ЧТО НУЖНО СДЕЛАТЬ.
**A.** Сколько лет было Квитке, когда печатались «Письма к издателям», согласно фрагменту о Квитке?
**B.** Продолжите фрагмент о Квитке сразу после его последнего предложения.

ВЫБРАННЫЙ ФРАГМЕНТ.
--- --- ---

Квитка пришел в литературу далеко не юношей: когда печатались «Письма к издателям», ему было 38 лет. У него не было писательского опыта, но жизненный опыт у него был немалый, в людях и отношениях между ними он разбирался хорошо, и это, конечно, полноценно проявилось во многих его суждениях и оценках. Показательно, что спустя 60 с лишним лет газета «Киевлянин» отмечала, что из всего появившегося в «Украинском вестнике» самыми интересными были «юмористические „Письма Фалалея Повинухина“».

--- --- ---

ИСХОДНЫЕ ДАННЫЕ.
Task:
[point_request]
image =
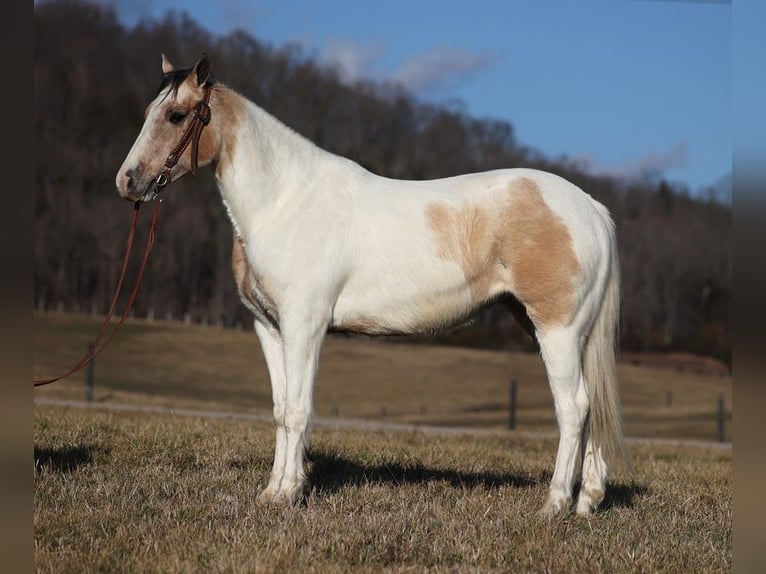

--- --- ---

СПИСОК ОТВЕТОВ.
**A.** Ему было 38 лет.

**B.**
Но еще важнее другое: в первых же опубликованных им произведениях он нашел и реализовал прием, к которому не раз обращался на протяжении последующих десятилетий и который с особым блеском проявился в созданном незадолго до смерти и самом совершенном образце его «умной» прозы – в романе «Пан Халявский»: характеризовать героя путем воспроизведения его собственных суждений. В сравнении с написанным позже «Письма к издателям» можно назвать детским лепетом, но анализировать и оценивать этот «лепет» нужно именно в соотнесенности с дальнейшим, как первые шаги в высшей степени продуктивном и плодотворном пути.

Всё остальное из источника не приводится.